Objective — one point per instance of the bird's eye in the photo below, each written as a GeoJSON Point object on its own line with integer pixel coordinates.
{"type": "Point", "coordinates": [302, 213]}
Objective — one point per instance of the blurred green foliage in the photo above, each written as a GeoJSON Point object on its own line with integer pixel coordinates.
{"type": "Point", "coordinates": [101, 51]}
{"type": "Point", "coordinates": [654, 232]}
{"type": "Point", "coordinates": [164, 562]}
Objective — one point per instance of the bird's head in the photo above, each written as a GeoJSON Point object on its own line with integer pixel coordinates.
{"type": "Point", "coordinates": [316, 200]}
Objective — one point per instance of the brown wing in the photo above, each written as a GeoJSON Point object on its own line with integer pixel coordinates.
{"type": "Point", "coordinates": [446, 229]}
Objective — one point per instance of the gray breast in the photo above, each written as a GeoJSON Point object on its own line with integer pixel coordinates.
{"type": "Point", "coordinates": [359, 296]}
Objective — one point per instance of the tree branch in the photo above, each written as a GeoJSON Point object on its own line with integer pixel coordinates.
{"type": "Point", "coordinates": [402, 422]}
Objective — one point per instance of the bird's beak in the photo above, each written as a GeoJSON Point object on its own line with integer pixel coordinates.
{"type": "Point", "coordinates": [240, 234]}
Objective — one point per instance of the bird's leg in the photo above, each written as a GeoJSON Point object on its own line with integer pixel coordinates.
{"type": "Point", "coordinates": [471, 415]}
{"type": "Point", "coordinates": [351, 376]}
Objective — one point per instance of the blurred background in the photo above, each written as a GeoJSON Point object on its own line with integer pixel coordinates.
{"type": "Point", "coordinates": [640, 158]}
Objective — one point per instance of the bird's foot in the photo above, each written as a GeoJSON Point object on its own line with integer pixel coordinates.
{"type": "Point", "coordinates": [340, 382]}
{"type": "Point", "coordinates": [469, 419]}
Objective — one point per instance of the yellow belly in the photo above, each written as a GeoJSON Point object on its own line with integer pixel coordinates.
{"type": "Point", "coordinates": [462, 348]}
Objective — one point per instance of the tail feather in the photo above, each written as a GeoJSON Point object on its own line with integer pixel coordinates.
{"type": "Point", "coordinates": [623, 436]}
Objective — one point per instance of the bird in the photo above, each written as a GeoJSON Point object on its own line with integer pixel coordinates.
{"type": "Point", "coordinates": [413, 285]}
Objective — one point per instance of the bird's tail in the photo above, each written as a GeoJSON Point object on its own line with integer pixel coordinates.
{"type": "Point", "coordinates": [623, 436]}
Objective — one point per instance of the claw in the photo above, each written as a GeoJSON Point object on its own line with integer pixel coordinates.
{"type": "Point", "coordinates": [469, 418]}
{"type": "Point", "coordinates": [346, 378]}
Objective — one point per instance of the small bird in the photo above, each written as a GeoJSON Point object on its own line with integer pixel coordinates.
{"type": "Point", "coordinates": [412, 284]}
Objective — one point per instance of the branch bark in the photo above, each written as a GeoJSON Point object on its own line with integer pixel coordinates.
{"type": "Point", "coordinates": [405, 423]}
...
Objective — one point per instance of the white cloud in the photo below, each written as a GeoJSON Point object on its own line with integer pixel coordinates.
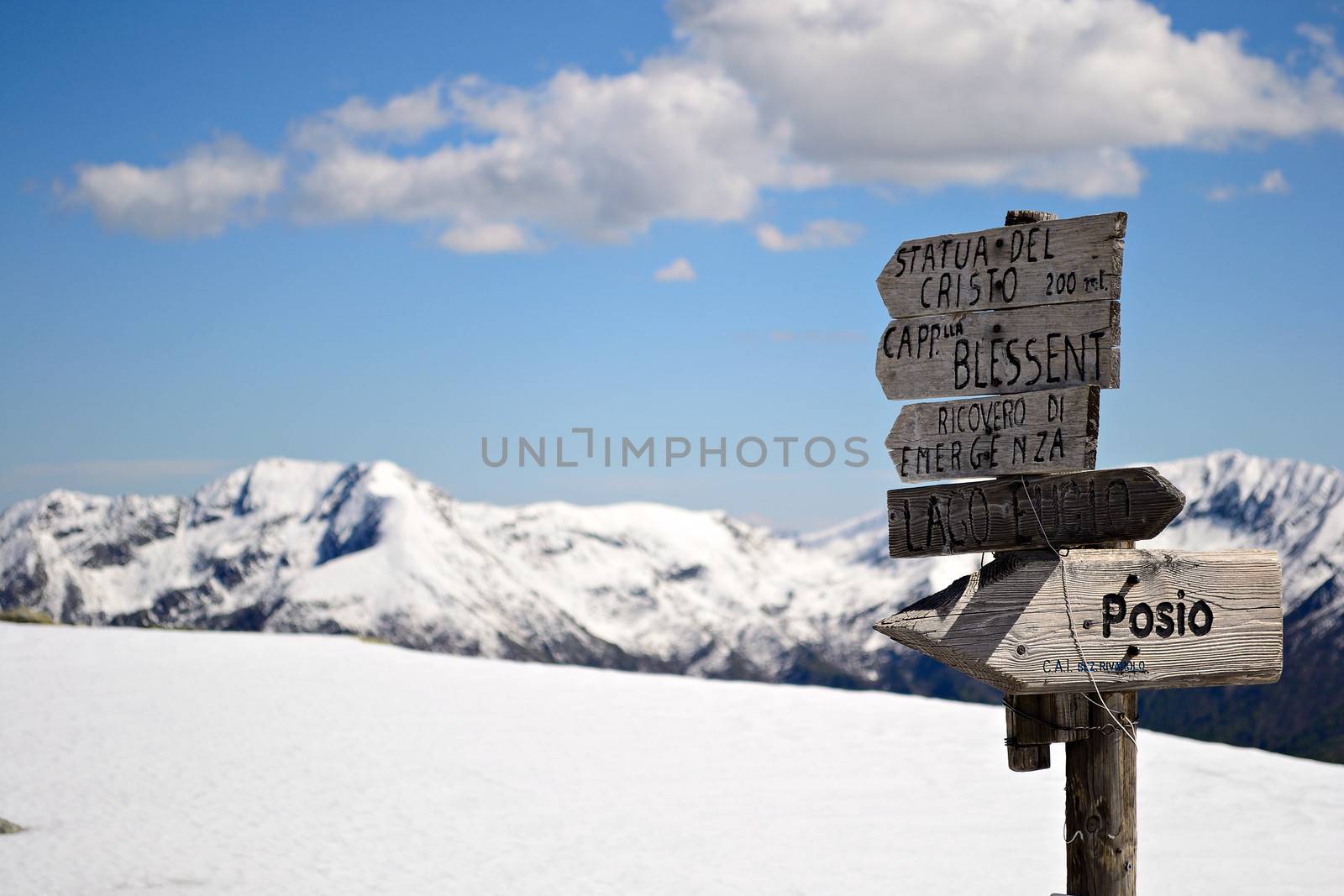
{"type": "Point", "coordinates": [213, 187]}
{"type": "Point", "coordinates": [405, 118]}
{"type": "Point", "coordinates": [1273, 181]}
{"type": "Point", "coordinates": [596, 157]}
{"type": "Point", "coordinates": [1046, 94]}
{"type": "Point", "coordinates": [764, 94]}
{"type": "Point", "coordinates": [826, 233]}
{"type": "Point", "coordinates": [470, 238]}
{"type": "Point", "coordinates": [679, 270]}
--
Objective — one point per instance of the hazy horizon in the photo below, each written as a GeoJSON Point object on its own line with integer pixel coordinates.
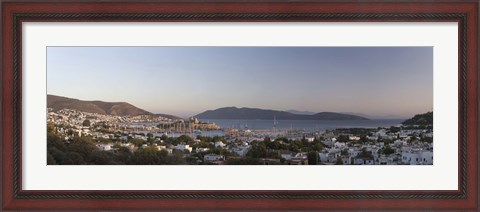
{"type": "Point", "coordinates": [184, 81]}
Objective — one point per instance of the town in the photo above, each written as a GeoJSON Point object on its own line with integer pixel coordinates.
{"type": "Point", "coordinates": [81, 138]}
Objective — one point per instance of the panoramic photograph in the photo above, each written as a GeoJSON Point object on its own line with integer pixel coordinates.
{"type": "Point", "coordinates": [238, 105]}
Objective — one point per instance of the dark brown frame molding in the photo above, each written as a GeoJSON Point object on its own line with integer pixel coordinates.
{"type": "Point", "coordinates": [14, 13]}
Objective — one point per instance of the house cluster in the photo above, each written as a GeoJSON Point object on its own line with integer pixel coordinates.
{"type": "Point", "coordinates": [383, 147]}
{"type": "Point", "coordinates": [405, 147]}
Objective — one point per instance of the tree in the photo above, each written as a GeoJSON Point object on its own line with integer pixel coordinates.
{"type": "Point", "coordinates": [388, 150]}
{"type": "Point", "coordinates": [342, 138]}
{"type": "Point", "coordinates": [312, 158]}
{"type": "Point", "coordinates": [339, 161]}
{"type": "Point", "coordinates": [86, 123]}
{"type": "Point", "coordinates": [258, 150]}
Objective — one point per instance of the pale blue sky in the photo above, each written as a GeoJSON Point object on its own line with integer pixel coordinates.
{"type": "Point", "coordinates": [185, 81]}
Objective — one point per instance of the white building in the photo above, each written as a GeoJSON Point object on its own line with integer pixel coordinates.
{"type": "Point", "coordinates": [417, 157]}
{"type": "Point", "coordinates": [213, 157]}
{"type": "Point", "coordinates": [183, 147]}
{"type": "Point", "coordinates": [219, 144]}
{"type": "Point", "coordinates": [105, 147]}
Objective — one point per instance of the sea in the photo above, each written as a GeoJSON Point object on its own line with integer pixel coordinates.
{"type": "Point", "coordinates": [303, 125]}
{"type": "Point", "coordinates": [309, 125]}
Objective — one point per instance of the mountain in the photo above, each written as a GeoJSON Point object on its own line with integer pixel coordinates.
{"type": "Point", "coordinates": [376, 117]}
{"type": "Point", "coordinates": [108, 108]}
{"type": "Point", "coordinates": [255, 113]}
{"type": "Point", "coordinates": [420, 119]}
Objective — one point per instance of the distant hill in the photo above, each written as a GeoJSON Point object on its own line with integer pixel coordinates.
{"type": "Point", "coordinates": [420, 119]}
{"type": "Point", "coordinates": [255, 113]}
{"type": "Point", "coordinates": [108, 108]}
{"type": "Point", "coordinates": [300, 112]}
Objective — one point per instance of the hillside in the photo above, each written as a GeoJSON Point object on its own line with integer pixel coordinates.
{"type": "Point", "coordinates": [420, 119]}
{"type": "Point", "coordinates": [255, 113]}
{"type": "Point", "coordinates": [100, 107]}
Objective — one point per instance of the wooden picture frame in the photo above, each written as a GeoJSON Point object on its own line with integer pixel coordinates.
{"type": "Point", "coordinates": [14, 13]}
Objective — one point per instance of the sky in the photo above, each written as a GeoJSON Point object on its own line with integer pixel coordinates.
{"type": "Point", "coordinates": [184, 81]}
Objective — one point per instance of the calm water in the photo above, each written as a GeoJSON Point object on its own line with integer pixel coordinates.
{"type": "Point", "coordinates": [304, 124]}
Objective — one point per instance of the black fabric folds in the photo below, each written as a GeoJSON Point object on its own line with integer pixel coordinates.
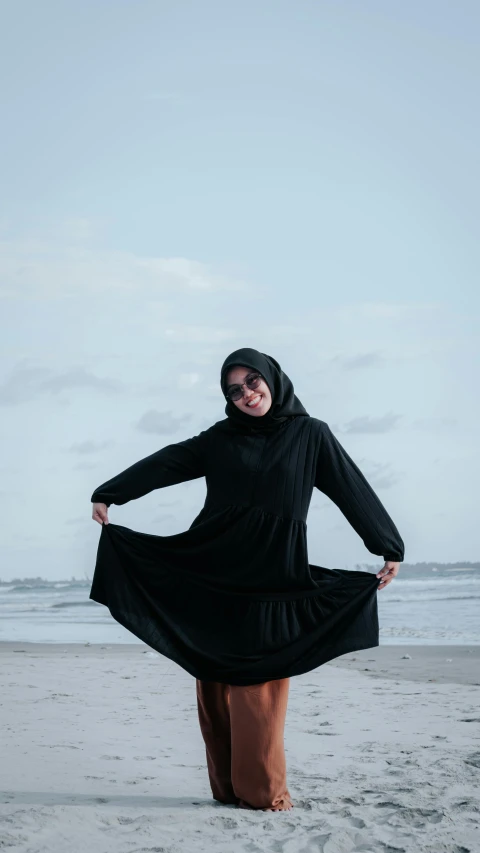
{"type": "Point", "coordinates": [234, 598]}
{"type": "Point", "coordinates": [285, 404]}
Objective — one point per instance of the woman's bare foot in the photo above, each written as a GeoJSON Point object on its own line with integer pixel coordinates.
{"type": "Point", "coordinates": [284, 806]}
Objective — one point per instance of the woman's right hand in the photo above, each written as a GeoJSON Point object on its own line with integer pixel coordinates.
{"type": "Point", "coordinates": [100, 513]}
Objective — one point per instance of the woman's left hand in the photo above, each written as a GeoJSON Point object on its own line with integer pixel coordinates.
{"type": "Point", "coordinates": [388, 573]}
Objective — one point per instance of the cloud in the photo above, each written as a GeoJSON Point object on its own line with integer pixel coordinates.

Direction - How many of the lines above contain the word "brown"? Reply with the number alone.

Output - 2